To do: Present the following entries again, word for word and in full.

Study material:
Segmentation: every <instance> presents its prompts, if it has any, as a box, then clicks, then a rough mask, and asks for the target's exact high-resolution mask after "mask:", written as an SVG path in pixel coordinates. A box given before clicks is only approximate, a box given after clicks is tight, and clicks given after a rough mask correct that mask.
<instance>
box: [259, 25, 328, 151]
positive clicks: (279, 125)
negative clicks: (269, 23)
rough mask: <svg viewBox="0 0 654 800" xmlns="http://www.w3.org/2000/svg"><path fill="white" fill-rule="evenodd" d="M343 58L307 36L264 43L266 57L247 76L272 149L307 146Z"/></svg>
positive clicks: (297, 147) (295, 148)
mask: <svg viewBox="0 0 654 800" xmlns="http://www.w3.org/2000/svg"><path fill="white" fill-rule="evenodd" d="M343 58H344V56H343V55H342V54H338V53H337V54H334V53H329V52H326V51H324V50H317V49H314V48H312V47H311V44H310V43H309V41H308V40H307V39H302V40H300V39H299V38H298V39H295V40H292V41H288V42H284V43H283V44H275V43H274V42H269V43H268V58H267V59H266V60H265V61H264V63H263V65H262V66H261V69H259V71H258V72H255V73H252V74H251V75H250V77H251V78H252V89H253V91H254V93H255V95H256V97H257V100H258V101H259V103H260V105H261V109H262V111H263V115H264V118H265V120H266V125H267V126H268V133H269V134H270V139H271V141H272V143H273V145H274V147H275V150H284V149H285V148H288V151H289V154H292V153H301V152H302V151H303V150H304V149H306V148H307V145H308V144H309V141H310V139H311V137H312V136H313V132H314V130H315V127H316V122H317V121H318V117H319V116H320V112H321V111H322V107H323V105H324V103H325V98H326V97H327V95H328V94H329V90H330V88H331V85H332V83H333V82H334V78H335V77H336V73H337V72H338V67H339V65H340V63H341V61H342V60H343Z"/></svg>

Response for this exercise:
Segmentation: every <instance> presents its prompts, if it has any, as a box, then clicks, then a rough mask, and asks for the target's exact high-resolution mask after "mask:", written as an SVG path in pixel coordinates. A box given before clicks is only approximate, a box given after clicks is tight, and clicks given after a rough mask correct that mask.
<instance>
box: [259, 25, 328, 151]
positive clicks: (279, 125)
negative clicks: (269, 23)
rough mask: <svg viewBox="0 0 654 800" xmlns="http://www.w3.org/2000/svg"><path fill="white" fill-rule="evenodd" d="M343 58L307 36L264 43L266 57L247 76L272 149L307 146Z"/></svg>
positive clicks: (297, 147) (295, 148)
mask: <svg viewBox="0 0 654 800" xmlns="http://www.w3.org/2000/svg"><path fill="white" fill-rule="evenodd" d="M343 58H344V56H343V55H342V54H338V53H337V54H334V53H329V52H326V51H324V50H317V49H314V48H312V47H311V44H310V43H309V41H308V40H307V39H302V40H300V39H299V38H298V39H295V40H292V41H288V42H284V43H283V44H275V43H274V42H269V43H268V58H267V59H266V60H265V61H264V63H263V65H262V66H261V69H259V71H258V72H255V73H252V74H251V75H250V77H251V78H252V89H253V91H254V93H255V95H256V97H257V100H258V101H259V103H260V105H261V109H262V111H263V115H264V118H265V120H266V125H267V126H268V133H269V134H270V139H271V141H272V143H273V145H274V147H275V150H284V149H285V148H288V151H289V154H292V153H301V152H302V151H303V150H304V149H306V148H307V145H308V144H309V141H310V139H311V137H312V136H313V132H314V130H315V127H316V122H317V121H318V117H319V116H320V112H321V111H322V107H323V105H324V103H325V98H326V97H327V95H328V94H329V90H330V88H331V85H332V83H333V82H334V78H335V77H336V73H337V72H338V67H339V65H340V63H341V61H342V60H343Z"/></svg>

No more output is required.